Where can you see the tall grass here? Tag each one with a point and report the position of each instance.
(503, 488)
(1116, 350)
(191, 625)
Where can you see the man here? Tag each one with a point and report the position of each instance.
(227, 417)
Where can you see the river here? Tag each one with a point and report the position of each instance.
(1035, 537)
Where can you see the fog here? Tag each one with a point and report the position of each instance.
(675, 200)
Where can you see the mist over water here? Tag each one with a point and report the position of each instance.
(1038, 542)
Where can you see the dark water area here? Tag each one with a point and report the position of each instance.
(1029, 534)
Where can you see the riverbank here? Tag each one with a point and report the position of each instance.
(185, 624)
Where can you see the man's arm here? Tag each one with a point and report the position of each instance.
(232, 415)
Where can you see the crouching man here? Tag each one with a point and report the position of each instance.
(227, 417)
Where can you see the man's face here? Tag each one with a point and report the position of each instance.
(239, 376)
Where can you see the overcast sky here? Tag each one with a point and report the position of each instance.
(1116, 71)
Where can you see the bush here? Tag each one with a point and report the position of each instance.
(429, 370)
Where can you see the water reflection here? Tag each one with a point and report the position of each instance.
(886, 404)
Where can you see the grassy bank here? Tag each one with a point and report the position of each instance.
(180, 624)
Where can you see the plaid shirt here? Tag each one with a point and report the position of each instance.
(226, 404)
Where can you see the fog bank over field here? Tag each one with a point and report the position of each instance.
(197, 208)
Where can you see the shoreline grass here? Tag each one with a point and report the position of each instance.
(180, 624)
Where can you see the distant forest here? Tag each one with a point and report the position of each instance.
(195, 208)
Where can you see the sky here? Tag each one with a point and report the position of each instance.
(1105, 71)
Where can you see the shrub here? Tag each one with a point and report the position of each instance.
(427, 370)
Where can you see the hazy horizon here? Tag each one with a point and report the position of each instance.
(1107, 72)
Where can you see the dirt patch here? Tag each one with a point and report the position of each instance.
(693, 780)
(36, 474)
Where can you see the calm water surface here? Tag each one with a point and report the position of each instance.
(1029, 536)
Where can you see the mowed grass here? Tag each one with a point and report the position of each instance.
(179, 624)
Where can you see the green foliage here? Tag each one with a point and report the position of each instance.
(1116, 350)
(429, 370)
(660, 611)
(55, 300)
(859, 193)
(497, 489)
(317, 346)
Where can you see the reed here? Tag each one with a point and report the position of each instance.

• TAREA: Por favor, reescribe todos los registros anteriores sustituyendo "instance" por "occurrence" y dejando todo lo demás sin cambios.

• RESULTADO:
Where can you see the tall grass here? Tag each one with a point and report the position of each occurrence.
(503, 488)
(1116, 350)
(191, 625)
Where can you see the man here? Tag each one with a point and report the position of each occurrence.
(227, 417)
Where can you see the river here? Tag each one with a point and report the position of each occurrence.
(1035, 537)
Where can you see the fog here? Tag each one with a point and report the position of each occurrence.
(675, 200)
Where can you see the mist over water here? Tag each one with a point and report the position of each occurrence.
(1038, 542)
Where can you see the dark water area here? Tag each one with a point and report the position of each occurrence.
(1029, 534)
Where can you see the riverbank here? Tag each one with a point and report the position of each occurrence.
(185, 624)
Where can you see the man's arm here? Tag each one with a point and report the position of each occurrence.
(232, 415)
Where can you see the crouching man here? Tag each one with a point and report the position of each occurrence.
(227, 417)
Where can you see the man's face here? Tag each one with a point and report the position of each occurrence.
(239, 376)
Where can you see the overcast sky here? Tag each one with a point and report the position of each occurrence.
(1116, 71)
Where can you see the bush here? Tag each one with a point and report the position of each occurrence.
(429, 370)
Where can you see the water reflection here? Tag each one with a point and report the position of each occurrence.
(886, 404)
Where can you see the grassy bank here? Tag each one with a point and report the position of each occurrence.
(180, 624)
Where can you see the plaid shirt here? Tag each one with a point and report the position of each occurrence.
(226, 404)
Where can you see the fog bank over field here? Tag each one with a point and report the position of each occurrence.
(197, 208)
Where can you see the shoreline grass here? Tag each one with a point and report the position of each occurrence.
(180, 624)
Where can you see the distant forest here? Tag each one with a point and report the position of each occurrence.
(195, 208)
Where can you see the sky here? Tag each one with a point and report the position of each occurrence.
(1105, 71)
Where can you see the shrub here? Tag each one with a point and report the position of each occurrence.
(427, 370)
Where can you see the hazy horizon here? Tag each one with a point and report the position of each occurrence.
(1107, 72)
Where can you see the dirt patch here? Tag each one with a point and report the position of each occurrence.
(693, 780)
(36, 474)
Where can you see the calm water surface here? Tag each one with a point and report the position of each occurrence.
(1029, 536)
Where can you see the mowed grass here? Tag each one with a point and report the position of each occurrence.
(179, 624)
Where can you see the green foliage here? Tag each one with a point and report the position of each occurrence.
(1116, 350)
(429, 370)
(660, 611)
(55, 300)
(859, 193)
(497, 489)
(317, 346)
Where can you see the reed here? Tag each one with a point and report the position of each occurrence.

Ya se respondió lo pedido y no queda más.